Le joli temps envolé

Elisabeth Schwarzkopf se faisait les yeux doux à elle-même pour « Im chambre séparée », sommet de son récital léger cherchant dans les marges impures d’un répertoire où elle aura imposé un raffinement du chant, et surtout des visages, en faisant quasiment une cinématographie sonore où passait Marlène Dietrich. Diana Damrau n’est pas à ce degré, ni de fini, ni d’émotion, corrigé par ce make-up incroyable qui empêche la larme de couler, secret de la Schwarzi.

Non, elle est trop bonne fille et à vrai dire me régale. Dans sa chambre si peu séparée, elle aura Jonas Kaufmann pour la faire fondre, si mâle dans son ténor de baryton, inutile de dire que tout cela va produire d’autre vertiges que ceux, grisés d’une sorte de nostalgie d’après l’amour, qu’y imaginait Schwarzkopf.
━━━
Consignes à suivre ::
a – D'après le texte sur Schwarzkopf et Damrau, quel morceau est le sommet du récital léger d'Elisabeth Schwarzkopf ?
b – Ces affirmations concordent-elles avec le texte sur Schwarzkopf et Damrau ? Répondez par oui ou non, en citant les mots du texte qui tranchent. (i) Diana Damrau atteint le même degré d'émotion que Schwarzkopf. (ii) Jonas Kaufmann a une voix de ténor aux accents de baryton. (iii) Le chant de Diana Damrau régale celui qui écrit.
c – Prolongez le texte sur Schwarzkopf et Damrau à la suite de sa dernière phrase.

Données enregistrées ::
━━━
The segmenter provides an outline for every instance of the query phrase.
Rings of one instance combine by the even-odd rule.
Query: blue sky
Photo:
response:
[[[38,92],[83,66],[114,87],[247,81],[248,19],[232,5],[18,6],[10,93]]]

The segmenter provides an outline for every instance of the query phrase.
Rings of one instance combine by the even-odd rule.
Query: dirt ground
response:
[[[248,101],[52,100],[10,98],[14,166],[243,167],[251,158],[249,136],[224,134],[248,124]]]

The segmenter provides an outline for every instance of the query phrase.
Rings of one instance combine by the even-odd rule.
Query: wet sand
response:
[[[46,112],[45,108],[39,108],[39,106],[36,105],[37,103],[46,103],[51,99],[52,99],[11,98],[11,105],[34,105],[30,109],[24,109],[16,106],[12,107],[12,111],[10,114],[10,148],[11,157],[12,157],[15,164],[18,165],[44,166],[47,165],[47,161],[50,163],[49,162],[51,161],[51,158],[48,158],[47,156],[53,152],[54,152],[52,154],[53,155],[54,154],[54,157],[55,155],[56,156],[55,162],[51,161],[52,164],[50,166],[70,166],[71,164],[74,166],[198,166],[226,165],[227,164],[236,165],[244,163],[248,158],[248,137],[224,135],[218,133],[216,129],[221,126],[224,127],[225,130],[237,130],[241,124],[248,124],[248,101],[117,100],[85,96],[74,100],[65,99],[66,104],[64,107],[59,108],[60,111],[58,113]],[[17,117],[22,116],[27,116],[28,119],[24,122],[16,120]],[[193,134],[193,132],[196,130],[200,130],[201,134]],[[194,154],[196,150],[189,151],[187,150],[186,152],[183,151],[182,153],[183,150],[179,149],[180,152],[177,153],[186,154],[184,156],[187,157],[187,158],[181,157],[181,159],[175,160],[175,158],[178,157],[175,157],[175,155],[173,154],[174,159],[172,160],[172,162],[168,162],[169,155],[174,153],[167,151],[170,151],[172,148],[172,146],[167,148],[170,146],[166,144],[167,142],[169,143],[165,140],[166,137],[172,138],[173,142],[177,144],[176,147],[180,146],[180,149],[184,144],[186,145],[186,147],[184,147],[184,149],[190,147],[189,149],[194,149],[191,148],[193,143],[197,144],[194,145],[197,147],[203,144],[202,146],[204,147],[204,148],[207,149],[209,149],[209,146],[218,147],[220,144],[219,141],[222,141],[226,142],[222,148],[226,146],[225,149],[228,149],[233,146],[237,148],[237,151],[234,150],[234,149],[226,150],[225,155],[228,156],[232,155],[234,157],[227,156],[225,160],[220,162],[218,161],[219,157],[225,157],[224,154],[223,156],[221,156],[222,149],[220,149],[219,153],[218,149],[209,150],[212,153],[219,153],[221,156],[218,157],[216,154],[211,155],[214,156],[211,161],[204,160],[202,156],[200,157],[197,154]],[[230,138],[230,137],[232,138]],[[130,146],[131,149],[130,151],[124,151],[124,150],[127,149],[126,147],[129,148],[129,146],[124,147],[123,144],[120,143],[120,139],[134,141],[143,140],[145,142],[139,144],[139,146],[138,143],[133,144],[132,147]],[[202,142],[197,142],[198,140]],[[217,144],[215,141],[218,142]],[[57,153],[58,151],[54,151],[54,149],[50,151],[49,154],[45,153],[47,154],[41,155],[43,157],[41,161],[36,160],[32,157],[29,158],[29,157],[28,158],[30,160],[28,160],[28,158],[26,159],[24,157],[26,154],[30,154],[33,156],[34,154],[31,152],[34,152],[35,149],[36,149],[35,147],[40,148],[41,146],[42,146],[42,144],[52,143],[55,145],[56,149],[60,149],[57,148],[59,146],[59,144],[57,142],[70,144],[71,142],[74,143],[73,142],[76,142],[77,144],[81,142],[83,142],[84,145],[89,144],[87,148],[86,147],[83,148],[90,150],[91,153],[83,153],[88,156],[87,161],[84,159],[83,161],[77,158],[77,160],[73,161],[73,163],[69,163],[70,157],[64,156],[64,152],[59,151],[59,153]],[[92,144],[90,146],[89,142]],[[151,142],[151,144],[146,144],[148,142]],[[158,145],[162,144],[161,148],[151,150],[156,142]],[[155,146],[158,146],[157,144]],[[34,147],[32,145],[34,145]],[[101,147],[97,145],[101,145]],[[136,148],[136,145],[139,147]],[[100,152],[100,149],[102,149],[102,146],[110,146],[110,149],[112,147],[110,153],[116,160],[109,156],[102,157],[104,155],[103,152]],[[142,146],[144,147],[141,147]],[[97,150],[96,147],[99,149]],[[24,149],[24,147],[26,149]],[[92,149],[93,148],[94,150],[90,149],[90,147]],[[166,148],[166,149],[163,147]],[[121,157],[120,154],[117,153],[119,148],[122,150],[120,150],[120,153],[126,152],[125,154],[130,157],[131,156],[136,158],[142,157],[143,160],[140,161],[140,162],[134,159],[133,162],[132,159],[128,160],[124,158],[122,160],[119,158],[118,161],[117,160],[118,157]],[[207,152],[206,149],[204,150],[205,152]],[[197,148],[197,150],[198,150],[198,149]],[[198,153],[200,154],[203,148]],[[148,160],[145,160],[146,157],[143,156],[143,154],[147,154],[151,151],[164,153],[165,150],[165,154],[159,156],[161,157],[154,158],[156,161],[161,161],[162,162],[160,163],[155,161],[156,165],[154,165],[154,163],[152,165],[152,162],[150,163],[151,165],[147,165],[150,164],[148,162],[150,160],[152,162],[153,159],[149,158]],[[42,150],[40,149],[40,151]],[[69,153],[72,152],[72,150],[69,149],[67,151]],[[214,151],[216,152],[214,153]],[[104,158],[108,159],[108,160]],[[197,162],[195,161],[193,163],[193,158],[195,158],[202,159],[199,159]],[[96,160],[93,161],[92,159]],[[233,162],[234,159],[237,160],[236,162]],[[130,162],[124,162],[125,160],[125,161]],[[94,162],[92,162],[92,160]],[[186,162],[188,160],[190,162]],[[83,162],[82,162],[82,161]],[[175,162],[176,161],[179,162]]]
━━━
Réponses aux consignes ::
a – « Im chambre séparée ».

b –
(i) Non : « Diana Damrau n’est pas à ce degré, ni de fini, ni d’émotion ».
(ii) Oui : « si mâle dans son ténor de baryton ».
(iii) Oui : « elle est trop bonne fille et à vrai dire me régale ».

c –
La colorature est toujours aussi brillante malgré la pointe du vibrato, et lui permet d’aller jusqu’à croquer l’air de la sangria de la Dolores imaginée par Willemetz et Vincy pour l’Andalousie de Francis Lopez. Son français ? Correct, assez pour ne pas gâter « J’ai deux amants » de L’Amour masqué, perle concoctée par Guitry pour Messager, mais il ne faut pas avoir Yvonne Printemps en tête.

Injustice !, tout le disque s’écoute avec un plaisir certain, on guette le retour de Kaufmann, on goûte le style impeccable d’Ernst Theis qui connaît son affaire jusque dans la nuance nostalgique de l’air de Friederike, une des plus belles pages de Franz Lehár.

Disque à savourer avec le champagne de la nouvelle année, surtout en ce temps sinistre qui font écho à celui où dansaient voici un siècle déjà nombre de ces pages, viatique bien innocent pour que l’histoire ne se répète pas.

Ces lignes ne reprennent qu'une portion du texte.